(Records from a point-labeling set)
####################

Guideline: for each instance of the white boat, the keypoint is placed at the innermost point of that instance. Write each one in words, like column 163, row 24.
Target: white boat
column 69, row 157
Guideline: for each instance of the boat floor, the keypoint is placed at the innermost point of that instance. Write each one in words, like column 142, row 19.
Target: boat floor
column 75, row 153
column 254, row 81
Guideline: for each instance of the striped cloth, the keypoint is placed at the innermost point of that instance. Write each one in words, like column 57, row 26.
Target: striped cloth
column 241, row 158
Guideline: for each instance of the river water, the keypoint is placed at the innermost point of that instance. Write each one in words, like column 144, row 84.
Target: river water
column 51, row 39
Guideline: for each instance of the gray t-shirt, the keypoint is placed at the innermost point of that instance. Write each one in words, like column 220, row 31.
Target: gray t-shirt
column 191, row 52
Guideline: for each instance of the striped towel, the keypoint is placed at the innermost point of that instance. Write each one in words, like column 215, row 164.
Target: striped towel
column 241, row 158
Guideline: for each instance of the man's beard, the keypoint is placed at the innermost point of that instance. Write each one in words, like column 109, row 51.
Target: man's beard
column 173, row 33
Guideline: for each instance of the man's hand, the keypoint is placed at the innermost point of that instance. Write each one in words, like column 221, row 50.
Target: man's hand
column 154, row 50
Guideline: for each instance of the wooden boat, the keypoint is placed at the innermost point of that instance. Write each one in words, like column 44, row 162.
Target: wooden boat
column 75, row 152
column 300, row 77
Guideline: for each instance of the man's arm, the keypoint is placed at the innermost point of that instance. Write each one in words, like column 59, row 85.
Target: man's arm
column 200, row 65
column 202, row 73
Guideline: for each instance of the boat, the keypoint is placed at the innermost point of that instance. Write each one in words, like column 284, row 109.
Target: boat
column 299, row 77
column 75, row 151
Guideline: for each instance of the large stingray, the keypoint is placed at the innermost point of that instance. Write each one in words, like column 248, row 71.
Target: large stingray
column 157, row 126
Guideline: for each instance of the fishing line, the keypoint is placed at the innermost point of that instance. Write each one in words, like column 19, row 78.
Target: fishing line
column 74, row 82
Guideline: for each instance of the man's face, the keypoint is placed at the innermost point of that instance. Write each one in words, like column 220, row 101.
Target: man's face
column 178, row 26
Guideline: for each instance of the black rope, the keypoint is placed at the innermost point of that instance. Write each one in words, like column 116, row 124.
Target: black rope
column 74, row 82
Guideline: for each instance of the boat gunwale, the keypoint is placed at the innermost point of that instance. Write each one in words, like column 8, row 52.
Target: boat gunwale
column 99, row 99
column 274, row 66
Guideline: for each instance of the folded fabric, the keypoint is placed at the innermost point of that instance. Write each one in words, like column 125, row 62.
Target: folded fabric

####################

» **THE REQUEST**
Reproduce the records above verbatim, from the line containing "Guideline: for each instance of the striped towel, the" up to and including the line containing "column 75, row 151".

» **WRITTEN RESPONSE**
Guideline: for each instance of the striped towel, the keypoint is placed at the innermost point of that instance. Write each one in words, like column 215, row 164.
Target: striped towel
column 241, row 158
Guideline: for each instance of the man's beard, the keypoint is placed at the innermost point of that instance. Write each one in words, like column 109, row 51.
Target: man's beard
column 173, row 33
Guideline: for each instance of the man's hand, the keypoint is placed at the innermost point of that instance. Write each one in words, like column 221, row 50.
Target: man's hand
column 154, row 50
Guideline: for each instance of the wooden boat, the keypoint is placed at the innermost point of that instance. Write each one in words, like column 44, row 162.
Target: wooden boat
column 75, row 152
column 300, row 77
Guideline: for each instance of the man's arm, the keypoint is placed at the innermost point of that instance. Write each one in words, like column 59, row 85.
Target: man's arm
column 200, row 65
column 202, row 73
Guideline: for each instance of the boat, the keypoint is placed at the innermost point of that instance. Write each one in words, like column 284, row 109.
Target: boat
column 299, row 77
column 75, row 151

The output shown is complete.